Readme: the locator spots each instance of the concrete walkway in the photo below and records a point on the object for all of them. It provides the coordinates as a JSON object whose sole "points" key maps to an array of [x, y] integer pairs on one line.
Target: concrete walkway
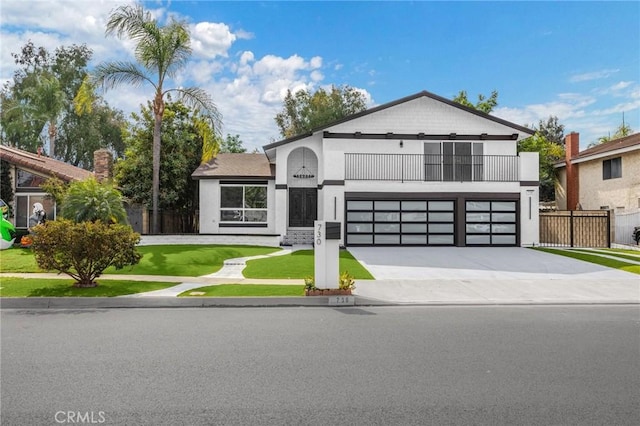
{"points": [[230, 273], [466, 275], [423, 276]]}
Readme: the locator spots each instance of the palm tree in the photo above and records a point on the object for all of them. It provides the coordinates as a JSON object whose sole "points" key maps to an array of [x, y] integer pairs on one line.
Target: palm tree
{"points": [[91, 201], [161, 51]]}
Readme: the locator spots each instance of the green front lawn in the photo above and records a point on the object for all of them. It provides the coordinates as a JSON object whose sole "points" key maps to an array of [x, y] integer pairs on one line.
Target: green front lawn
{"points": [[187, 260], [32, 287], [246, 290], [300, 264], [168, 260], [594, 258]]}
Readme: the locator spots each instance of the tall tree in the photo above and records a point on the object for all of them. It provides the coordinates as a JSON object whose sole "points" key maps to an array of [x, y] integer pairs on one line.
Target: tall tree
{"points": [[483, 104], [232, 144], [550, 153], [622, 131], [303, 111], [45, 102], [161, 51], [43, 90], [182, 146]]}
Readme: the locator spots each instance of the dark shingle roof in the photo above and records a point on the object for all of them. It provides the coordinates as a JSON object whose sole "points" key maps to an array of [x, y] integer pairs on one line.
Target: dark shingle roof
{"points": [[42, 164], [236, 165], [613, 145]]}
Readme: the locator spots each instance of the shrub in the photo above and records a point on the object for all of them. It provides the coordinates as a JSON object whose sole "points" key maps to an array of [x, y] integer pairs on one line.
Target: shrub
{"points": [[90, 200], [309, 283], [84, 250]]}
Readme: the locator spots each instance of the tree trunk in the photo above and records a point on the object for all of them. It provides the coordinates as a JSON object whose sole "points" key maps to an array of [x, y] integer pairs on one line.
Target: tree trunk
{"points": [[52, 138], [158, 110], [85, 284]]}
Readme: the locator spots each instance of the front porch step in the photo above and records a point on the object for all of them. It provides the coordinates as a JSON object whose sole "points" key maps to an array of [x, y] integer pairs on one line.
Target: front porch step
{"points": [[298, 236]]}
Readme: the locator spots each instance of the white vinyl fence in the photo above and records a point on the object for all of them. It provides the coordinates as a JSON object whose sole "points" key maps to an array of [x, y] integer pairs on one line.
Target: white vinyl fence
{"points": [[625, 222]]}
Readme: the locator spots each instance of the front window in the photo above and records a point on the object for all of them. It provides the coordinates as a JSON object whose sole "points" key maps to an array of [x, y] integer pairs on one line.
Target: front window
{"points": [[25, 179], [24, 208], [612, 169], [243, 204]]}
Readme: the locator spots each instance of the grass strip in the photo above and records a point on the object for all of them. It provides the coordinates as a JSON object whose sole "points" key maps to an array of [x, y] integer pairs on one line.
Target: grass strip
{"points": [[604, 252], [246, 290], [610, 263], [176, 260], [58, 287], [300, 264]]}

━━━━━━

Copy each of the entries above precisely, and drop whatever pictures they hold.

Readme: the locator spots each instance of the concrete walkway in the photo below and records a point on the object for all of them. It provides the coordinates as a JSON object whose sole "points" key maps to an array of [x, y] integer pairs on one line.
Target: concrete walkway
{"points": [[230, 273], [466, 275], [423, 276]]}
Readme: the locator spots each instance of the palm tree in the photo above and records a point on the object for all of them. It provides the coordinates as a JSON object whose sole "points" key maps to an array of [x, y] integer pairs on one line.
Target: palm tree
{"points": [[91, 201], [161, 51]]}
Readme: the locator spots each instance of the green front lawn in the photo above and records a point on the object for all of them. It provides the coordinates as a JSON object whose sole "points" key maps to an array of [x, y] integer pairs on one line.
Target: green front lawn
{"points": [[187, 260], [32, 287], [246, 290], [300, 264], [168, 260], [594, 258]]}
Readme: the locator spots each instance of the tall tree in the photo above and records a point on the object for all of them. It provides the coordinates as a JSON object whose sole "points" key maps to an array of [x, y] integer pairs on one line.
Target: tall tree
{"points": [[483, 104], [232, 144], [550, 153], [622, 131], [303, 111], [45, 102], [161, 51], [43, 90], [182, 146]]}
Readme: the locator spots each instance of the dark shingle roof in the photo above and records a point on the object for all of them. It provides the coordinates as a JSON object whose sole "points" key maps to an array of [x, y] integer pairs on one line.
Target: dark shingle roof
{"points": [[42, 164], [236, 165], [613, 145]]}
Readme: the locator spots each instance of the shrub in the photo above and records a point on the object for all of them. It provides the coordinates as a JSON object whose sole "points" key maps to an array of [x, y] integer pairs on one line.
Target: shrub
{"points": [[90, 200], [309, 283], [84, 250]]}
Readme: the locator spots each instance of the tree trunk in the photo above and records a point on the object for all of them. It provides the coordinates as a JSON object whose sole "points" key maps to an array of [x, y] integer pairs on one line.
Target: tree trunk
{"points": [[52, 138], [158, 110], [85, 284]]}
Readme: the locator spots each instance of the front porch step in the photo above and records a point on the object for all of them. It provides the coordinates as a JSON object whose sole "points" key maps to an array of [x, y] integer pairs on one line.
Target: front porch step
{"points": [[298, 236]]}
Readme: the locator spots each instance of the white vinyl fence in the photo above and records a point on the object for all of them. It provides the coordinates as a JSON object whose sole "points" key maps to an array of [x, y] integer pairs on one line.
Target: white vinyl fence
{"points": [[625, 222]]}
Readme: the locator spots each instance of the front window in the photo above and records a point on the object for all of them. It provides the coordinates as a JSON object whose sole "points" key maps to an array of [x, y] integer pairs on one line.
Target: front window
{"points": [[25, 179], [24, 208], [612, 169], [243, 204]]}
Readme: the locator spots each instance of the grass strip in the photo above and records a point on the object for all of them. It provides the coordinates as a JSON object whose sole "points" key maps to an array of [x, y] integer pairs on one line.
Target: grass strip
{"points": [[604, 252], [246, 290], [610, 263], [176, 260], [58, 287], [300, 264]]}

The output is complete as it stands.